- **Annotated coordinate items**:
·····

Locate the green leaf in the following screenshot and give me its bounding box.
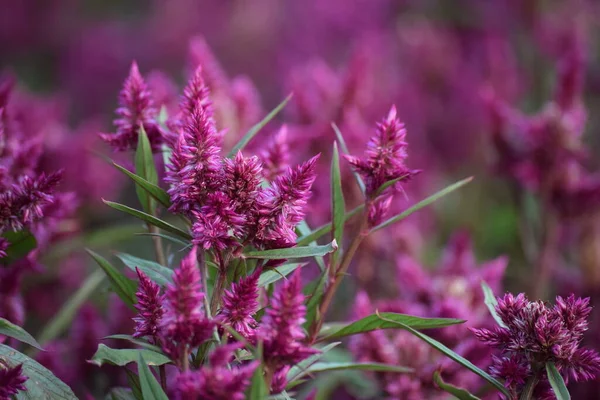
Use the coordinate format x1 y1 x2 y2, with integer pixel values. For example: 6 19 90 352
0 231 37 265
86 249 137 308
481 281 506 328
227 93 292 158
378 313 510 398
88 343 171 367
433 371 481 400
243 240 337 260
102 199 192 240
0 318 44 350
258 263 306 287
546 362 571 400
135 126 158 215
306 362 414 374
116 253 173 286
331 122 366 194
113 163 171 208
0 344 77 400
296 204 365 246
320 313 465 341
330 142 346 266
102 334 162 352
138 352 169 400
39 269 106 344
371 177 473 232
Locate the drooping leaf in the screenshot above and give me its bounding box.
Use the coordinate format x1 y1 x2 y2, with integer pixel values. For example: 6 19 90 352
546 362 571 400
244 240 338 260
86 249 137 309
481 281 506 328
113 163 171 208
330 142 346 268
0 231 37 265
433 371 481 400
371 177 473 232
227 93 292 158
116 253 173 287
39 269 106 344
0 344 77 400
138 353 169 400
378 313 510 398
102 199 192 240
88 343 171 367
320 313 465 341
0 318 44 350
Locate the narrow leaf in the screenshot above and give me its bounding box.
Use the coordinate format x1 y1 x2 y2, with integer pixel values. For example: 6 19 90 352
116 253 173 286
86 249 137 309
378 313 510 398
227 94 292 158
113 163 171 208
0 318 44 350
330 142 346 266
88 343 171 367
371 177 473 232
481 281 506 328
102 199 192 240
138 353 169 400
244 240 338 260
0 344 77 400
433 371 481 400
546 362 571 400
320 313 465 341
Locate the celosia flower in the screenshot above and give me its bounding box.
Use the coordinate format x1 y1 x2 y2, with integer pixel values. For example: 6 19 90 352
215 270 260 341
255 155 319 248
345 106 418 198
257 269 318 372
160 247 214 361
173 344 256 400
100 62 163 151
133 268 165 340
0 363 28 399
472 293 600 393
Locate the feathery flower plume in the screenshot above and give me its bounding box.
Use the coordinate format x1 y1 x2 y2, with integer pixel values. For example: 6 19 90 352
471 293 600 394
133 268 165 340
260 125 290 182
257 269 317 372
255 155 319 248
100 62 163 151
215 270 260 341
160 247 214 361
0 363 28 399
344 106 418 198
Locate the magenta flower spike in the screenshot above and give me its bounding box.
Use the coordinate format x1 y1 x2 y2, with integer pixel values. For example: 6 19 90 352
100 62 163 151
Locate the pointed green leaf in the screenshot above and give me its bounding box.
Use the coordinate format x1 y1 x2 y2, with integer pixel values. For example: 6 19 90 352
102 199 192 240
0 344 77 400
481 281 506 328
113 163 171 208
88 343 171 367
258 263 306 287
320 313 465 341
86 249 137 308
433 371 481 400
378 313 510 398
546 362 571 400
227 94 292 158
0 318 44 350
371 177 473 232
244 240 337 260
138 352 169 400
116 253 173 287
330 142 346 266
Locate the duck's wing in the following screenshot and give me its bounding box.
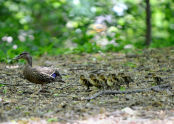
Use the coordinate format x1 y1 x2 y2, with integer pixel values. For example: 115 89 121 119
32 68 55 83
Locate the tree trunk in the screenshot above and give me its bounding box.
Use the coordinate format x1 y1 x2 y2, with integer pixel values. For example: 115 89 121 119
145 0 152 46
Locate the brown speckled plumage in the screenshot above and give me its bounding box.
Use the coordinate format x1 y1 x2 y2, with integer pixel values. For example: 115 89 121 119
15 52 62 84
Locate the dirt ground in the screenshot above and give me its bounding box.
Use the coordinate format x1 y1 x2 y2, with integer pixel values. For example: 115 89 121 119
0 47 174 123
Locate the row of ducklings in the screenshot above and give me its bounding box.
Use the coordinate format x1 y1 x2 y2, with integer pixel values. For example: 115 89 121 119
79 73 133 89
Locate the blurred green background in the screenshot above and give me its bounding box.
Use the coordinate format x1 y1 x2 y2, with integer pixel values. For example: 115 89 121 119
0 0 174 62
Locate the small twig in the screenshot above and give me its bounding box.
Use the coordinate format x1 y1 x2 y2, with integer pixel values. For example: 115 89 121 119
85 83 171 100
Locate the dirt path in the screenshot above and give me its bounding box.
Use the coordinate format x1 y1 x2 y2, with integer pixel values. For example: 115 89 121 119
0 48 174 123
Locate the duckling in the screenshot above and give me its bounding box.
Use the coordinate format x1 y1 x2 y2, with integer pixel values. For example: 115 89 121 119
14 52 64 90
152 74 164 85
89 74 102 88
79 75 92 90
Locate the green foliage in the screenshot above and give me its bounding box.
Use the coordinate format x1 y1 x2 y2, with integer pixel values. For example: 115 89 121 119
0 0 174 63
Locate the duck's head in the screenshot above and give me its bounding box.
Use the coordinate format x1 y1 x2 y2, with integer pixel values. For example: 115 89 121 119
14 52 32 66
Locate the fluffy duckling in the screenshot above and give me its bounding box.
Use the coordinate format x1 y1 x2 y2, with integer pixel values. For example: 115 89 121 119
89 74 102 88
79 75 92 90
118 73 133 87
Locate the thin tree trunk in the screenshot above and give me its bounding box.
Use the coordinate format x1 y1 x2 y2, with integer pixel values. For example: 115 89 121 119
145 0 152 46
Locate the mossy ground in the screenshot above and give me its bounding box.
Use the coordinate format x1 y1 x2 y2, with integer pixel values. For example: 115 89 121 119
0 48 174 122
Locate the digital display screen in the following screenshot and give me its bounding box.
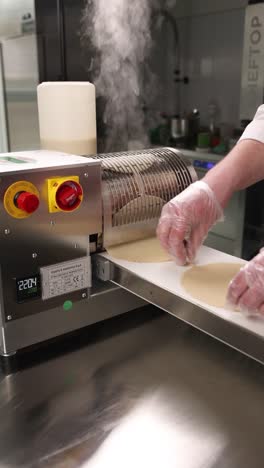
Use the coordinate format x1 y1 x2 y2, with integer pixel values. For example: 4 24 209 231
16 274 41 302
193 159 216 170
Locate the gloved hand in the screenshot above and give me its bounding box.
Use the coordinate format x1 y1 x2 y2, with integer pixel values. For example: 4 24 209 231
227 249 264 315
157 181 223 265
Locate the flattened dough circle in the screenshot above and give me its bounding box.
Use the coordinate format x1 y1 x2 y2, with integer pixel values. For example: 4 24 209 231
107 237 171 263
181 263 244 307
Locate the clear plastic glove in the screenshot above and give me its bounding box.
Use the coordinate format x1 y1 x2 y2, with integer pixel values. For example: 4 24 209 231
227 249 264 316
157 181 223 265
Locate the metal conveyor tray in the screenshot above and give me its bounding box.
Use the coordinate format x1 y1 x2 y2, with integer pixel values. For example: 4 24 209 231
96 246 264 363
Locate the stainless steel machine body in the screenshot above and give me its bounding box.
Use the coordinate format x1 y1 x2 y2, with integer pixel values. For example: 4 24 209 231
0 149 196 355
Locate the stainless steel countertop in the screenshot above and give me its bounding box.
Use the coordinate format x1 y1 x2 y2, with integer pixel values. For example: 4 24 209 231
0 308 264 468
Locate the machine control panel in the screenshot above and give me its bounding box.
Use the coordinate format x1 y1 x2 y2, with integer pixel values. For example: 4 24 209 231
15 274 41 304
4 180 40 219
14 190 39 214
0 151 102 330
47 176 83 213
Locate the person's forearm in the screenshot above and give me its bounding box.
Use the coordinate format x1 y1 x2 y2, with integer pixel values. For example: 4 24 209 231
203 140 264 208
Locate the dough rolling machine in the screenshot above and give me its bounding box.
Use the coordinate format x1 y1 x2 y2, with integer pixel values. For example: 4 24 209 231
0 148 264 362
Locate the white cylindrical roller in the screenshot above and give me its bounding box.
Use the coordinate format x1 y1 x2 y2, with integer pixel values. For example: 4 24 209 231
38 81 97 155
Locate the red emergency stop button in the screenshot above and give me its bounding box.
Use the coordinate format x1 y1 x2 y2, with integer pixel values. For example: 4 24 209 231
56 180 83 211
14 192 39 214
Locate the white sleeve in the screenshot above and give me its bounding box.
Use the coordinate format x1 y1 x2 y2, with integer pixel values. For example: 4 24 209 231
239 104 264 143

·····

- **Task details**: Reproduce every item above word for word and number for number, leaving out the pictures.

- **Complete answer**:
Locate the green leaf in the following screenshot and give me its bounding box.
Use the coordinate format x1 y1 x2 y2, with integer pixel values. For example: 6 19 90 352
0 231 37 265
86 249 137 308
481 281 506 328
227 93 292 158
378 313 510 398
88 343 171 367
433 371 481 400
243 240 337 260
102 199 192 240
0 318 44 350
258 263 306 287
546 362 571 400
135 126 158 215
306 362 414 374
116 253 173 286
331 122 366 194
113 163 171 208
0 344 77 400
296 204 365 246
320 313 465 341
330 142 346 266
102 334 162 352
138 352 169 400
39 269 106 344
371 177 473 232
Locate the drooping leaf in the screenshot above and give me its bounding box.
Use the coordinate format x1 y1 x2 y2, with integer pixel values. For example: 6 19 90 352
546 362 571 400
244 240 338 260
86 249 137 309
481 281 506 328
113 163 171 208
330 142 346 268
0 231 37 265
433 371 481 400
371 177 473 232
227 93 292 158
116 253 173 287
39 269 106 344
0 344 77 400
138 353 169 400
378 313 510 398
102 199 192 240
88 343 171 367
320 313 465 341
0 318 44 350
Locate the narrow leaf in the screenshot above and give me its bounding box.
Use the coordinate format x1 y1 x2 y2, with integer pixel values. For example: 6 19 90 352
116 253 173 286
86 249 137 309
378 313 510 398
227 94 292 158
113 163 171 208
0 318 44 350
330 142 346 266
88 343 171 367
371 177 473 232
481 281 506 328
102 199 192 240
138 353 169 400
244 240 338 260
0 344 77 400
433 371 481 400
546 362 571 400
320 313 465 341
Locate the celosia flower in the screenshot above and give me its bounding box.
Use the coordinate format x1 y1 x2 y2, with integer pixel values. For example: 6 19 90 352
215 270 260 341
255 155 319 248
345 106 418 198
257 269 318 372
160 247 214 361
173 344 256 400
100 62 163 151
133 268 165 340
0 363 28 399
472 293 600 393
Locate the feathery flower plume in the screenshot above and give me its bounding box.
Use the coordinate format x1 y1 x2 y2, with integer pixel values. For example: 6 19 90 352
471 293 600 394
133 268 165 340
260 125 290 182
257 269 317 372
255 155 319 248
100 62 163 151
215 270 260 341
160 247 214 361
0 363 28 399
344 106 418 198
Locate the magenta flower spike in the screenshot above and give me its bounding box.
Use the coordinate format x1 y1 x2 y2, with integer pixel values. For example: 6 19 90 352
100 62 163 151
Locate the pointed green leaf in the screenshot above and give me its bounding box.
Use the coordinate format x1 y1 x2 y2, with integer pixel values. For example: 6 19 90 352
102 199 192 240
0 344 77 400
481 281 506 328
113 163 171 208
88 343 171 367
258 263 306 287
320 313 465 341
86 249 137 308
433 371 481 400
378 313 510 398
546 362 571 400
227 94 292 158
0 318 44 350
371 177 473 232
244 240 337 260
138 352 169 400
116 253 173 287
330 142 346 266
Locate the duck's wing in the following screenshot and give me its bounding box.
Use the coordinate format x1 y1 x2 y2, with integer pixel values. For example: 115 89 121 119
32 68 55 83
Locate the tree trunk in the screenshot above and give me its bounding box.
Use the coordinate format x1 y1 x2 y2, with integer pixel values. For example: 115 89 121 119
145 0 152 46
Locate the brown speckled plumage in the screenshot above and give me its bounding box.
Use the coordinate format x1 y1 x2 y2, with integer pixel values. For example: 115 89 121 119
15 52 62 84
Locate the dirt ground in the screenshot above and give me its bounding box.
Use the coordinate format x1 y1 x2 y2, with integer pixel values. For example: 115 89 121 119
0 47 174 123
Locate the row of ducklings in the screenshot above and give me its bounding box.
Use the coordinate format x1 y1 x2 y2, with integer pixel values. For example: 115 89 121 119
79 73 133 89
Locate the blurred green background in the screenshot above and give me its bounding box.
Use the coordinate format x1 y1 x2 y2, with integer pixel values. For example: 115 89 121 119
0 0 174 62
Locate the small twig in the screenshot above and give me its bounding box.
Use the coordinate format x1 y1 x2 y2, with integer pixel values. For example: 115 89 121 119
85 83 171 100
Locate the dirt path in the screenshot above and give me its bounding box.
Use the coordinate format x1 y1 x2 y2, with integer pixel values. For example: 115 89 121 119
0 48 174 123
Locate the duckling in the screenshot above and give me its bounding box.
Use the coordinate format x1 y1 x2 y2, with integer pixel values. For example: 115 89 121 119
14 52 64 90
152 74 164 85
89 74 102 88
79 75 92 90
Locate the green foliage in the screenshot above and give me its bounding box.
Use the coordinate format x1 y1 x2 y2, with integer pixel values. For example: 115 89 121 119
0 0 174 63
Locate the duck's head in the screenshot above and give me its bounding box.
Use the coordinate format x1 y1 x2 y2, with integer pixel values. For example: 115 89 121 119
14 52 32 66
Locate the fluffy duckling in the screenshot above and give me its bounding box.
Use the coordinate format x1 y1 x2 y2, with integer pixel values. For example: 115 89 121 119
89 74 102 88
79 75 92 90
118 73 133 87
Locate the thin tree trunk in the screenshot above and give me its bounding box.
Use the coordinate format x1 y1 x2 y2, with integer pixel values. For example: 115 89 121 119
145 0 152 46
Locate the mossy ground in the screenshot above and give me its bounding box.
Use the coordinate format x1 y1 x2 y2, with integer pixel values. For example: 115 89 121 119
0 48 174 122
Locate the digital display screen in the following screenshot and give me its bounding box.
Use the coordinate format x1 y1 x2 y2, with integer pixel values. For example: 4 24 209 231
16 274 41 302
193 159 216 170
Locate the gloved hand in the screenshot above and give me its bounding box.
Use the coordinate format x1 y1 x2 y2, with integer pixel values. For example: 4 24 209 231
227 249 264 315
157 181 223 265
Locate the flattened dough circle in the screenshot above and give me its bounding box.
Use the coordinate format x1 y1 x2 y2, with integer pixel values. For example: 4 24 209 231
107 237 171 263
181 263 244 307
Locate the clear plastic glove in the screenshot above and give me its bounding box.
Use the coordinate format x1 y1 x2 y2, with integer pixel values. For example: 4 24 209 231
227 249 264 316
157 181 223 265
Locate the metal conveyor tray in the screenshot above and give me its bounding box.
Use the coordinate format x1 y1 x2 y2, with integer pixel values. For example: 4 24 209 231
96 246 264 363
Locate the stainless steel machine body in the screenshot above and give me its bounding box.
Use the coordinate format x1 y1 x2 y2, with integer pixel values. For example: 4 24 209 231
0 149 196 355
Locate the stainless steel countertop in the screenshot above and give me its bounding box.
Use the coordinate format x1 y1 x2 y2, with integer pixel values. For example: 4 24 209 231
0 308 264 468
Locate the machine control panel in the screenshot above and give me its bounding box.
Use the coordinate format x1 y1 x2 y2, with integer pixel values. For example: 4 24 209 231
15 274 41 304
4 180 40 219
14 190 39 214
0 151 102 330
47 176 83 213
Locate the person's forearm in the screenshot above and give me its bounding box.
Use the coordinate format x1 y1 x2 y2, with integer pixel values. For example: 4 24 209 231
203 140 264 208
Locate the dough rolling machine in the screenshot above and give me its bounding box.
Use the coordinate format x1 y1 x2 y2, with integer pixel values. For example: 4 24 209 231
0 148 264 362
Locate the white cylindrical roller in the screenshot above and give me its bounding box.
Use the coordinate format x1 y1 x2 y2, with integer pixel values. For example: 4 24 209 231
38 81 97 155
Locate the red emergency stop button in the screenshot above and give me its bounding box.
Use the coordinate format x1 y1 x2 y2, with integer pixel values. For example: 4 24 209 231
56 180 83 211
14 192 39 214
Locate the white sleeve in the screenshot above and give me its bounding box.
Use the coordinate format x1 y1 x2 y2, with integer pixel values. For example: 4 24 209 231
239 104 264 143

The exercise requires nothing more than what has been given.